Page>
---
source: arxiv
url: http://arxiv.org/abs/2603.05147v1
published_at: '2026-03-05T13:14:41'
authors:
- Riccardo Andrea Izzo
- Gianluca Bardaro
- Matteo Matteucci
topics:
- vision-language-action
- adaptive-inference
- ood-detection
- robot-safety
- uncertainty-estimation
relevance_score: 0.95
run_id: materialize-outputs
language_code: en
---

# Act, Think or Abstain: Complexity-Aware Adaptive Inference for Vision-Language-Action Models

## Summary
This paper proposes an adaptive inference framework for Vision-Language-Action (VLA) models that switches between **direct execution (Act)**, **additional reasoning (Think)**, and **refusal to execute (Abstain)** based on the complexity of the current state, aiming to balance efficiency, generalization, and safety. The key finding is that for judging task complexity, **visual embeddings are more reliable than language or fused features**.

## Problem
- Existing VLA systems often improve generalization through reasoning methods such as chain-of-thought, but **reasoning at all times** increases computational cost and latency and wastes resources on simple tasks.
- These methods usually **lack uncertainty / out-of-distribution recognition capability**, and may become overconfident on OOD tasks, leading to catastrophic execution failures.
- Robot deployment must simultaneously satisfy **real-time performance, generalization, and safety**, so a mechanism is needed to first determine **whether the system should act directly at all**.

## Approach
- Extract three types of embeddings—**vision, text, and fused**—from the VLM backbone of a pretrained VLA/SmolVLA; the authors also explicitly prevent the text encoder from seeing the image to isolate language uncertainty.
- First apply **PCA to reduce to 64 dimensions**, then score features with two novelty estimators: **GMM + Mahalanobis distance** to model the global distribution, and **1-NN** to capture local anomalies; the GMM uses **Ledoit-Wolf shrinkage** to stabilize covariance estimation.
- Aggregate the scores into a small vector (mainly including GMM scores for vision/text/fused features and a visual kNN score), feed it into a lightweight **MLP**, and output a three-way decision: **Act / Think / Abstain**.
- The “Think” branch is triggered only **once at the first timestep of each episode**, appending scene cues and subgoals to the text prompt before handing control back to the VLA; “Abstain” directly refuses high-risk OOD tasks.
- To train the intermediate “partially OOD / Think” state, in addition to using **LIBERO-PRO**, the authors synthesize intermediate samples between ID and OOD features using **Beta(0.5,0.5) mixup**.

## Results
- Evaluated on **LIBERO / LIBERO-PRO / a real robot (SO-ARM 101)**; the best configuration is **MLP + GMM (vision-only)** with **Macro F1 = 84.34%**, outperforming all alternatives.
- Compared with a **Baseline MLP** trained directly on the raw embeddings, the proposed method is substantially stronger: the baseline reaches only **63.81% Macro F1**; moreover, **86% of “Think” samples are misclassified as “Act”**, showing that the baseline is overconfident in ambiguous scenarios.

Stored data
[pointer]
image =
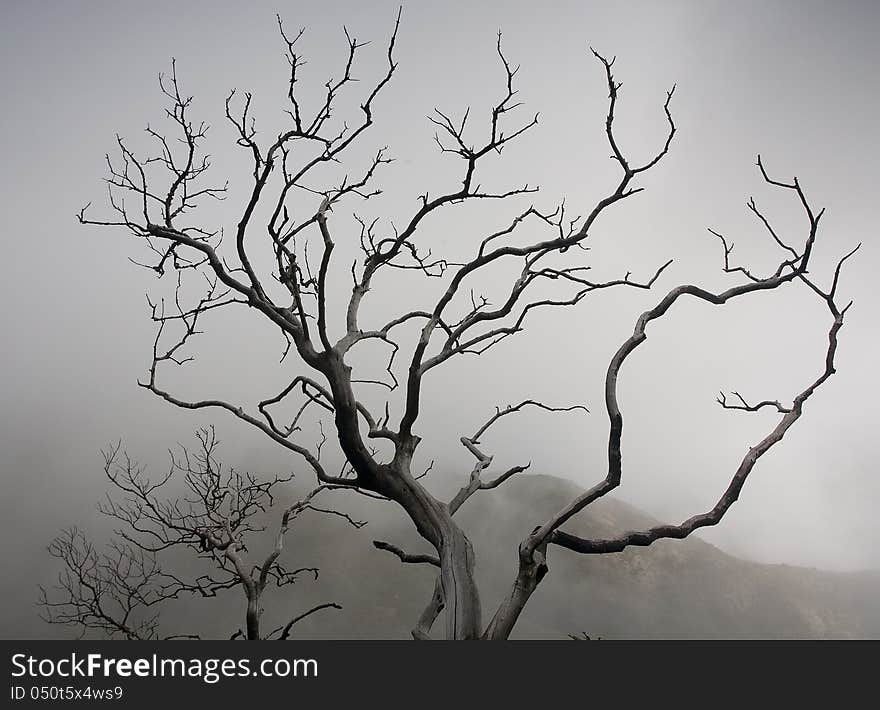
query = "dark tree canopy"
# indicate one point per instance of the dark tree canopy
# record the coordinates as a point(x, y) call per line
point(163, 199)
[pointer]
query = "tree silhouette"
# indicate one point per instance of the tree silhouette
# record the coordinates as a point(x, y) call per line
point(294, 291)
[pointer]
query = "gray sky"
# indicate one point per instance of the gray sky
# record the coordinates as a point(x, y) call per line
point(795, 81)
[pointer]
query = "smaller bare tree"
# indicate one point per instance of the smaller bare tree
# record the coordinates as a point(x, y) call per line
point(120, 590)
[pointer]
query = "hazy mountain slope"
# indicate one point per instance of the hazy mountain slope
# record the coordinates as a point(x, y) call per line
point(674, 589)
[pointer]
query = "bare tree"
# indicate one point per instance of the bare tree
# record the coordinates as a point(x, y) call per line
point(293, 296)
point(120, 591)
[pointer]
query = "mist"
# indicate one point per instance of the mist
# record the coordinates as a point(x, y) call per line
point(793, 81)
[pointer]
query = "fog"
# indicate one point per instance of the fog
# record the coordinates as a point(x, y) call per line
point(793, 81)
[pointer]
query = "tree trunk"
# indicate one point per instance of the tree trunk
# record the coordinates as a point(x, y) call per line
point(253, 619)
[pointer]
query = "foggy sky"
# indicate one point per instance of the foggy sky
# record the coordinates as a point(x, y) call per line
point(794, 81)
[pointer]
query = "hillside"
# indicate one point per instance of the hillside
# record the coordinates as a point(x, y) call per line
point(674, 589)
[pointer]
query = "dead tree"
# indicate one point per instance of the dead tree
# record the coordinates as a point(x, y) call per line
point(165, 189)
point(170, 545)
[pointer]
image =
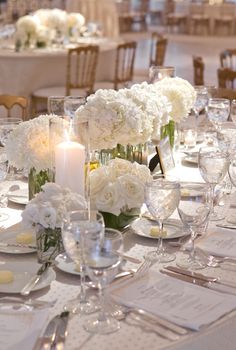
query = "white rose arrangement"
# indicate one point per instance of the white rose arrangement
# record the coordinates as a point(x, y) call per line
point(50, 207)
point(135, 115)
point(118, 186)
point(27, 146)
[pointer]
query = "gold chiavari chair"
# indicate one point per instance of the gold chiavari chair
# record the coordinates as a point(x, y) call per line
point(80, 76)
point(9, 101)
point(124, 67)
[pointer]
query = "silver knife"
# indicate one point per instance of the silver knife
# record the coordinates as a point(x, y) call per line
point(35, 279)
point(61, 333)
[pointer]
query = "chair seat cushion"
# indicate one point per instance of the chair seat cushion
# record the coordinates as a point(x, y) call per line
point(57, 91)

Given exercise 1> In the paper summary, how many dimensions does PCA reduce the embeddings to?
Given exercise 2> Reproduce the records, starting at their first line and ending at the line that contains "point(163, 199)". Leave the pictures out.

Correct output 1> 64 dimensions.

Correct output 2>
[pointer]
image =
query = "dark tree canopy"
# indicate one point per instance of the dark tree canopy
# record the coordinates as a point(x, y) call per line
point(163, 199)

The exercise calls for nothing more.